TASK OBJECTIVE: Lines holding the string "blurred" are the ones to copy; find them all in the data.

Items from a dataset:

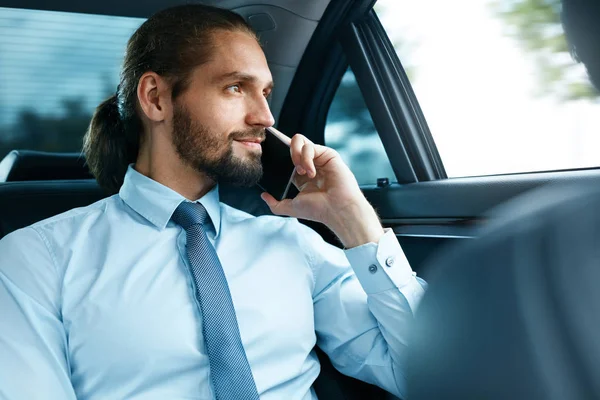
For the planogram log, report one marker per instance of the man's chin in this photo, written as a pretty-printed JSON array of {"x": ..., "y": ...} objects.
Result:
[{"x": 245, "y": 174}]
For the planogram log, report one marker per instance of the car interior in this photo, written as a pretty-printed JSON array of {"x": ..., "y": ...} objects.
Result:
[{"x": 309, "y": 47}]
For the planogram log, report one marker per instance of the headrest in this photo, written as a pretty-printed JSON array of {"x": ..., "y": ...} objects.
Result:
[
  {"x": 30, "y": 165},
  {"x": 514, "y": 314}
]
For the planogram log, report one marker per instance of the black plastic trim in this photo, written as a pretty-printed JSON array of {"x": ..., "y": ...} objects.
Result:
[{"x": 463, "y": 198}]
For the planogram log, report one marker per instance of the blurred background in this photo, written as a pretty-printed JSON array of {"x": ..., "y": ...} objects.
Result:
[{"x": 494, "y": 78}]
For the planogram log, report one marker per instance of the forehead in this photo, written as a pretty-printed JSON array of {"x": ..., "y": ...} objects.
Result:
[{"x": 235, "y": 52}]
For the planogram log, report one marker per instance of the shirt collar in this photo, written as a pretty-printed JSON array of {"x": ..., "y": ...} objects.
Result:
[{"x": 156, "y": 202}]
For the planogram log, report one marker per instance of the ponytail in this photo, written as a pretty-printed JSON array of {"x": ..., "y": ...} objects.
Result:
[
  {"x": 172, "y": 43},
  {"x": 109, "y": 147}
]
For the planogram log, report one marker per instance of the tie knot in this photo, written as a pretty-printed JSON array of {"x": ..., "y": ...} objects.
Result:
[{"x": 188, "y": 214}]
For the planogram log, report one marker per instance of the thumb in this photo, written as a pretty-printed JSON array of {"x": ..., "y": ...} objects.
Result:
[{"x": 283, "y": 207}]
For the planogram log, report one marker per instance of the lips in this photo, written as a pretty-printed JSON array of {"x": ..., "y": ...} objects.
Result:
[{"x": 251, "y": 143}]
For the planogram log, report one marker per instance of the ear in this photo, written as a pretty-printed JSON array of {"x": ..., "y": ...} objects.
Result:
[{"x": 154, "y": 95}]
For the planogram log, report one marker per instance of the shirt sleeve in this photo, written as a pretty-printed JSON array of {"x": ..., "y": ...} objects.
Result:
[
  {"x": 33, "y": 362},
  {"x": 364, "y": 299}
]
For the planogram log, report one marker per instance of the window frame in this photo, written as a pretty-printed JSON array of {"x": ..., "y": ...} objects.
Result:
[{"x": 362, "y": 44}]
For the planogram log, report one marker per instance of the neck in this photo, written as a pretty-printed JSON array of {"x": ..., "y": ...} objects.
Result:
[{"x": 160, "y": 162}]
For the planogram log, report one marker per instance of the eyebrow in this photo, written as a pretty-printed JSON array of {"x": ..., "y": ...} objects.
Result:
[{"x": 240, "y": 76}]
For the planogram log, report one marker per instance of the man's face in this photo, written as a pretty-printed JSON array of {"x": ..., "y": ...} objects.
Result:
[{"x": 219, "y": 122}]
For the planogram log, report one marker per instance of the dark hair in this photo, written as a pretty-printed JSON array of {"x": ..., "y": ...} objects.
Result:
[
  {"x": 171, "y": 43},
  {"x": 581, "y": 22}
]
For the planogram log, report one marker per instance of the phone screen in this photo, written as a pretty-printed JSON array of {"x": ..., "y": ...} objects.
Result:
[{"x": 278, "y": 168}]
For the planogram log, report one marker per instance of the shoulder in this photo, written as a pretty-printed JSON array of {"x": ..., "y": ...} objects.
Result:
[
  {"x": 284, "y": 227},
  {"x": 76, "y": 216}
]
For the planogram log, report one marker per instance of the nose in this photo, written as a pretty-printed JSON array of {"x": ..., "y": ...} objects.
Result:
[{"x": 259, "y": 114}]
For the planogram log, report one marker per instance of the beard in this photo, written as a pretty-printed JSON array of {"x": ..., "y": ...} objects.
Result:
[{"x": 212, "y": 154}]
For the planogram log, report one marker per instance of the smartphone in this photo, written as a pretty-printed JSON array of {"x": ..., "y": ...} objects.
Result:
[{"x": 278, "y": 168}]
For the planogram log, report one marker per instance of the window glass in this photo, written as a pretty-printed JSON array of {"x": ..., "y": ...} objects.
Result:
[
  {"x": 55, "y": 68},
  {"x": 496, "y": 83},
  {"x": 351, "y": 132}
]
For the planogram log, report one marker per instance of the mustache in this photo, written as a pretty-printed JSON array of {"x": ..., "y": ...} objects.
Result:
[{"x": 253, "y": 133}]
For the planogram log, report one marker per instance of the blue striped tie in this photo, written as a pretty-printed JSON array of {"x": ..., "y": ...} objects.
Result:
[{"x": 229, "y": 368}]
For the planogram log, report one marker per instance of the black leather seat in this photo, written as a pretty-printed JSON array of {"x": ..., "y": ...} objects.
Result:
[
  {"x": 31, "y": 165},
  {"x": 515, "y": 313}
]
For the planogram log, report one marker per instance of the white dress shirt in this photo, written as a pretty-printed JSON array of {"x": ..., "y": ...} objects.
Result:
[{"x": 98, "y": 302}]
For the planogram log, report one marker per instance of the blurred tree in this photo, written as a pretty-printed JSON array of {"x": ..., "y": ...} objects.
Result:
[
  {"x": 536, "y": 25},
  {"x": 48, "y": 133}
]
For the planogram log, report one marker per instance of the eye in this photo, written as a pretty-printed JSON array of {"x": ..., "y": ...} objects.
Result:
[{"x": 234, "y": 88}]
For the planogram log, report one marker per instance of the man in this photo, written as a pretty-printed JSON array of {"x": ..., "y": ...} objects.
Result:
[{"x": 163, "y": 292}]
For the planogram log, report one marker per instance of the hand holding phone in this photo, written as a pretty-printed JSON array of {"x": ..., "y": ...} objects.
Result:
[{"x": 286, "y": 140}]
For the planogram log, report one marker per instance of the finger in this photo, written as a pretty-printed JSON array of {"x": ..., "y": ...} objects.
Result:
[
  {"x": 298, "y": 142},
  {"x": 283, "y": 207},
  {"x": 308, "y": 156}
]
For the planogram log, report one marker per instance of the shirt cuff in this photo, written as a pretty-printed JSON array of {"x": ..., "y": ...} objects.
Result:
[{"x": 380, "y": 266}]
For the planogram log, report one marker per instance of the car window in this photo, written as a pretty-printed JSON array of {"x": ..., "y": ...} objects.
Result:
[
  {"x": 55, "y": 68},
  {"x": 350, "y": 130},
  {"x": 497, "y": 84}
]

FINISHED EXERCISE:
For the planogram log, report one marker per instance of the blurred background in this photo, written as a pretty-printed JSON array of {"x": ..., "y": ...} objects.
For the planogram log, report one marker per instance of the blurred tree in this photo, written as a pretty-printed JSON array of {"x": ..., "y": ...} objects.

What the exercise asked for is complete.